[begin Data]
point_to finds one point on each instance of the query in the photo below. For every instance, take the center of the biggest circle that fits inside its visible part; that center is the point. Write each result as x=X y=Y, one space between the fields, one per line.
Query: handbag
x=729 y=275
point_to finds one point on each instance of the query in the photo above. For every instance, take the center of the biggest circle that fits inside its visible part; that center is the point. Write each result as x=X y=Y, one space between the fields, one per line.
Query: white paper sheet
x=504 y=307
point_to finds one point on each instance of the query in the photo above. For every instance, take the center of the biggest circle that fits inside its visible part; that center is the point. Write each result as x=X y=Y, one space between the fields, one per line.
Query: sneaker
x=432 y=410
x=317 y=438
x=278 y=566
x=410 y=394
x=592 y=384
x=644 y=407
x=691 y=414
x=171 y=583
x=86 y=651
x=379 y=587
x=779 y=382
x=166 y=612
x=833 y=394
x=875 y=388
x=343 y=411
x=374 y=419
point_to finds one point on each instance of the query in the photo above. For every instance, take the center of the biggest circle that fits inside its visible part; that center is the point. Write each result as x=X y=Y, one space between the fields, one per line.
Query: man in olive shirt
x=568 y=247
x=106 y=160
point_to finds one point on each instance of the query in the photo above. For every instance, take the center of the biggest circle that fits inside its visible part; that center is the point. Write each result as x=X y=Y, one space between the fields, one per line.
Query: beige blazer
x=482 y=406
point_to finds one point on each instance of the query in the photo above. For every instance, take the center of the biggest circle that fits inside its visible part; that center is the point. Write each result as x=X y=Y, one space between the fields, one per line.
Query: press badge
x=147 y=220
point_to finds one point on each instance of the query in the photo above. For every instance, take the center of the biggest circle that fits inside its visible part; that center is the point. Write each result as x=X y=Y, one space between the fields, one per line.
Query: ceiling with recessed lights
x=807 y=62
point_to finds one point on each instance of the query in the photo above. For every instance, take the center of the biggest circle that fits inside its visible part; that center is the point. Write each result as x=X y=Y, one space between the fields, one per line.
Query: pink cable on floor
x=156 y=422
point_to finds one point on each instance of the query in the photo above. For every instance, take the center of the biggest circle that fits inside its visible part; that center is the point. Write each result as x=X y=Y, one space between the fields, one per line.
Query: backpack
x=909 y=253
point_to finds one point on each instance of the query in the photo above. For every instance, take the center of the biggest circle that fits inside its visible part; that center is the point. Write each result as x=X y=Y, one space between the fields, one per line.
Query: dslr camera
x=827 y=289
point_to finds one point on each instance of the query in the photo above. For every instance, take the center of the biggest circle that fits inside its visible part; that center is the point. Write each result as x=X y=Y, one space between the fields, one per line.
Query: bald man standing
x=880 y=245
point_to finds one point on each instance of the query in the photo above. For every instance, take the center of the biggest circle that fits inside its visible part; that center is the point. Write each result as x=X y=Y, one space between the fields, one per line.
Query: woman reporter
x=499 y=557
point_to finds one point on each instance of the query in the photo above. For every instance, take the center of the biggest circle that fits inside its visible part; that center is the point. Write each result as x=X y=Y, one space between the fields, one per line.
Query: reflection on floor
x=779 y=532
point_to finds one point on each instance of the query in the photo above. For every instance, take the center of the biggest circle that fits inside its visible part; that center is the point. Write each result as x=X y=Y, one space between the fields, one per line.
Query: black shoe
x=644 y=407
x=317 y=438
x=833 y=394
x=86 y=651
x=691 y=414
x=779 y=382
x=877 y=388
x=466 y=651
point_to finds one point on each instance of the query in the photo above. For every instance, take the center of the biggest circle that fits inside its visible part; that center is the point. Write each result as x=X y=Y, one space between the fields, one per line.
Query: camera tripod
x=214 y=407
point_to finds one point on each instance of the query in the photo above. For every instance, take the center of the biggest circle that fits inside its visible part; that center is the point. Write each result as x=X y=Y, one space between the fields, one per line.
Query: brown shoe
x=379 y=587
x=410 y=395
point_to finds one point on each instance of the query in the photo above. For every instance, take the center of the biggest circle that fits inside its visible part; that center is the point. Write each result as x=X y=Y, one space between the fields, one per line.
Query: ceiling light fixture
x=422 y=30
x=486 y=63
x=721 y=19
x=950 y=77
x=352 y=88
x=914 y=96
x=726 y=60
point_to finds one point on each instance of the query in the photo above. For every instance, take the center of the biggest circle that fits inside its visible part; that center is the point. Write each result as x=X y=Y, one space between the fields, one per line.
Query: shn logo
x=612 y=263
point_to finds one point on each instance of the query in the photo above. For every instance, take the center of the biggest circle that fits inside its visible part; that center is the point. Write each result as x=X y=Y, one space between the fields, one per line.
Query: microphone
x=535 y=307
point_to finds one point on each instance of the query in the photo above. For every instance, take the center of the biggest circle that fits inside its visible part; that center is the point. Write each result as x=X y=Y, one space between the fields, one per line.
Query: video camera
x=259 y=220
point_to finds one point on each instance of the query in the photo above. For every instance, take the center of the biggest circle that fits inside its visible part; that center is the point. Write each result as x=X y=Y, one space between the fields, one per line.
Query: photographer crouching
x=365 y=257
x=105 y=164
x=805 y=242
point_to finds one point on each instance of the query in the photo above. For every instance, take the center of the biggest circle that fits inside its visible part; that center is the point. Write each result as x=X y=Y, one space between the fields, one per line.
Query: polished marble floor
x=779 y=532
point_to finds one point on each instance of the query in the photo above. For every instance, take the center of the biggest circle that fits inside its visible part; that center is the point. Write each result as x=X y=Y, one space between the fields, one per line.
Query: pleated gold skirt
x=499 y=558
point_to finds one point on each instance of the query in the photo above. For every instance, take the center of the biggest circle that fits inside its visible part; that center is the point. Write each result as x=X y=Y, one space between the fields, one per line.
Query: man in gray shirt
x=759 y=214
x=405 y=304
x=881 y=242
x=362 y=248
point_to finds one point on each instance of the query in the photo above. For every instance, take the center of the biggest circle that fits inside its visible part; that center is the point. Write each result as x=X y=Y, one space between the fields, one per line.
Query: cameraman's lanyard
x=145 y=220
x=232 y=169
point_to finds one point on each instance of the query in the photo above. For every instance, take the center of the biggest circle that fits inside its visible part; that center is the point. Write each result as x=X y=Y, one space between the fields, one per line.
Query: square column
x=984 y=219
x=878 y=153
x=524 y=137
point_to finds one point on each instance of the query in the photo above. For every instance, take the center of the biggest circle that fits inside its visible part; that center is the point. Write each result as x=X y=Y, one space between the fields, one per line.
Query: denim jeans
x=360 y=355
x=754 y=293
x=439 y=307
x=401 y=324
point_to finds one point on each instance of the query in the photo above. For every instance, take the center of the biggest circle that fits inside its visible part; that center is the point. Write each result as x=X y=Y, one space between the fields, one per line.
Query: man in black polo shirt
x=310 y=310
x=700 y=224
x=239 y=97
[end Data]
◆ Written task ◆
Set out all the rows above as a Markdown table with two columns, No. and Line: one numbered entry for each line, with blank lines left out.

◆ Finished task ◆
| No. | Line |
|---|---|
| 1 | point_to finds one point on each instance of the query in the photo below. For every instance, take the center of the biggest circle that fits inside its visible part; that center is the point. Write each result as x=X y=Y, one space between the fields, one per line. |
| 2 | Query: handbag |
| 3 | x=729 y=275 |
| 4 | point_to finds one point on each instance of the query in the photo above. For every instance, take the center of the biggest circle that fits inside its visible part; that center is the point. Write each result as x=X y=Y, one space between the fields, one per line. |
| 5 | Query: white paper sheet |
| 6 | x=504 y=307 |
| 7 | point_to finds one point on each instance of the query in the photo above. For every instance, take the center of the biggest circle that fits inside its visible part; that center is the point. Write each result as x=X y=Y, one space between the fields, one per line. |
| 8 | Query: sneaker |
| 9 | x=432 y=410 |
| 10 | x=317 y=438 |
| 11 | x=278 y=566 |
| 12 | x=410 y=394 |
| 13 | x=592 y=384 |
| 14 | x=644 y=407 |
| 15 | x=691 y=414 |
| 16 | x=171 y=583 |
| 17 | x=86 y=651 |
| 18 | x=379 y=587 |
| 19 | x=779 y=382 |
| 20 | x=166 y=612 |
| 21 | x=833 y=394 |
| 22 | x=875 y=388 |
| 23 | x=343 y=411 |
| 24 | x=374 y=419 |
| 25 | point_to finds one point on each instance of the query in the photo above. For every instance, take the center of the biggest circle that fits inside its visible part; that center is the point. Write each result as x=X y=Y, one space between the fields, one per line. |
| 26 | Query: man in olive shirt |
| 27 | x=568 y=247 |
| 28 | x=106 y=160 |
| 29 | point_to finds one point on each instance of the query in the photo above. For every instance, take the center of the biggest circle that fits inside its visible part; that center is the point. Write each result as x=X y=Y, one space between the fields, one per line. |
| 30 | Query: beige blazer |
| 31 | x=482 y=406 |
| 32 | point_to finds one point on each instance of the query in the photo above. For every instance, take the center of the biggest circle that fits inside its visible part; that center is the point. Write each result as x=X y=Y, one space between the fields, one per line. |
| 33 | Query: press badge |
| 34 | x=147 y=220 |
| 35 | point_to finds one point on each instance of the query in the photo above. For every instance, take the center of the biggest circle that fits inside its visible part; that center is the point. Write each result as x=X y=Y, one space between the fields, one per line. |
| 36 | Query: ceiling with recessed lights |
| 37 | x=807 y=62 |
| 38 | point_to finds one point on each instance of the query in the photo above. For every instance, take the center of the biggest circle that fits inside its visible part; that center is the point. Write each result as x=X y=Y, one space between the fields, one per line. |
| 39 | Query: pink cable on floor |
| 40 | x=156 y=422 |
| 41 | point_to finds one point on each instance of the query in the photo above. For every instance, take the center of the biggest circle that fits inside its visible part; that center is the point. Write each result as x=X y=Y, one space between the fields, one per line. |
| 42 | Query: backpack |
| 43 | x=909 y=253 |
| 44 | point_to finds one point on each instance of the query in the photo above. For every instance, take the center of the biggest circle that fits inside its visible part; that center is the point. Write each result as x=X y=Y, one space between the fields, one per line. |
| 45 | Query: dslr camera |
| 46 | x=827 y=289 |
| 47 | point_to finds one point on each instance of the query in the photo above. For every instance, take the center of the biggest circle that fits inside its visible part; that center is the point. Write each result as x=X y=Y, one space between the fields, one per line. |
| 48 | Query: bald man standing |
| 49 | x=880 y=245 |
| 50 | point_to finds one point on each instance of the query in the photo above. For every instance, take the center of the biggest circle that fits inside its visible part; that center is the point. Write each result as x=X y=Y, one space between the fields, one per line. |
| 51 | Query: woman reporter |
| 52 | x=499 y=557 |
| 53 | point_to finds one point on each instance of the query in the photo above. For every instance, take the center of the biggest circle that fits inside its visible part; that center is the point. Write each result as x=X y=Y, one space between the fields, one per line. |
| 54 | Query: reflection on floor |
| 55 | x=779 y=532 |
| 56 | point_to finds one point on each instance of the query in the photo above. For every instance, take the center of the biggest circle that fits inside its visible part; that center is the point. Write each result as x=X y=Y, one space between the fields, one per line. |
| 57 | Query: black shoe |
| 58 | x=644 y=407 |
| 59 | x=317 y=438 |
| 60 | x=833 y=394 |
| 61 | x=86 y=651 |
| 62 | x=691 y=414 |
| 63 | x=779 y=382 |
| 64 | x=877 y=388 |
| 65 | x=466 y=651 |
| 66 | point_to finds one point on each instance of the query in the photo above. For every instance, take the center of the biggest circle that fits inside its visible part; that center is the point. Write each result as x=X y=Y, one space between the fields, one per line. |
| 67 | Query: camera tripod |
| 68 | x=214 y=407 |
| 69 | point_to finds one point on each instance of the query in the photo above. For every instance, take the center of the biggest circle that fits inside its visible part; that center is the point. Write each result as x=X y=Y, one space between the fields, one per line. |
| 70 | Query: brown shoe |
| 71 | x=379 y=587 |
| 72 | x=410 y=395 |
| 73 | point_to finds one point on each instance of the query in the photo above. For every instance, take the center of the biggest circle that fits inside its visible part; that center is the point. Write each result as x=X y=Y, one space between the fields, one per line. |
| 74 | Query: ceiling light fixture |
| 75 | x=422 y=30 |
| 76 | x=486 y=63 |
| 77 | x=721 y=19 |
| 78 | x=950 y=77 |
| 79 | x=352 y=88 |
| 80 | x=914 y=96 |
| 81 | x=726 y=60 |
| 82 | point_to finds one point on each instance of the query in the photo above. For every instance, take the center of the biggest circle that fits inside its visible part; that center is the point. Write each result as x=X y=Y, one space between the fields, one per line. |
| 83 | Query: shn logo |
| 84 | x=612 y=263 |
| 85 | point_to finds one point on each instance of the query in the photo above. For every instance, take the center of the biggest circle that fits inside its visible part; that center is the point. Write each result as x=X y=Y, one space between the fields, one per line. |
| 86 | Query: microphone |
| 87 | x=535 y=307 |
| 88 | point_to finds one point on each instance of the query in the photo above. For every instance, take the center of the biggest circle that fits inside its visible part; that center is the point. Write each result as x=X y=Y, one space between the fields, one per line. |
| 89 | Query: video camera |
| 90 | x=259 y=220 |
| 91 | point_to finds one point on each instance of the query in the photo above. For every instance, take the center of the biggest circle that fits inside its visible part; that center is the point. Write each result as x=X y=Y, one space between the fields, one per line. |
| 92 | Query: photographer crouching |
| 93 | x=365 y=257 |
| 94 | x=105 y=164 |
| 95 | x=805 y=242 |
| 96 | point_to finds one point on each instance of the query in the photo above. For every instance, take the center of the biggest circle that fits inside its visible part; that center is the point. Write each result as x=X y=Y, one space between the fields, one per line. |
| 97 | Query: polished marble floor |
| 98 | x=779 y=532 |
| 99 | point_to finds one point on each instance of the query in the photo above. For every instance, take the center of the biggest circle that fits inside its visible part; that center is the point. Write each result as x=X y=Y, one space between the fields, one per line. |
| 100 | Query: pleated gold skirt |
| 101 | x=499 y=558 |
| 102 | point_to finds one point on each instance of the query in the photo above. For every instance, take the center of the biggest circle that fits inside its visible part; that center is the point. Write each result as x=X y=Y, one space between the fields, one per line. |
| 103 | Query: man in gray shirt |
| 104 | x=759 y=214 |
| 105 | x=405 y=304 |
| 106 | x=881 y=242 |
| 107 | x=362 y=248 |
| 108 | point_to finds one point on each instance of the query in the photo above. For every instance, take the center of the biggest circle that fits inside its visible part; that center is the point. Write each result as x=X y=Y, one space between the fields, one per line. |
| 109 | Query: cameraman's lanyard |
| 110 | x=145 y=220 |
| 111 | x=232 y=169 |
| 112 | point_to finds one point on each instance of the query in the photo above. For every instance, take the center of the biggest circle that fits inside its visible part; that center is the point. Write each result as x=X y=Y, one space between the fields, one per line. |
| 113 | Query: square column |
| 114 | x=984 y=219 |
| 115 | x=878 y=153 |
| 116 | x=524 y=137 |
| 117 | point_to finds one point on each instance of the query in the photo above. For every instance, take the center of the biggest circle that fits inside its visible part; that center is the point. Write each result as x=X y=Y, one space between the fields, one per line. |
| 118 | Query: denim jeans |
| 119 | x=360 y=355 |
| 120 | x=754 y=293 |
| 121 | x=439 y=307 |
| 122 | x=401 y=324 |
| 123 | point_to finds one point on each instance of the query in the photo above. For every instance, take the center of the biggest circle that fits inside its visible part; that center is the point. Write each result as x=X y=Y, one space between the fields, one per line. |
| 124 | Query: man in black polo shirt |
| 125 | x=310 y=310 |
| 126 | x=700 y=224 |
| 127 | x=239 y=97 |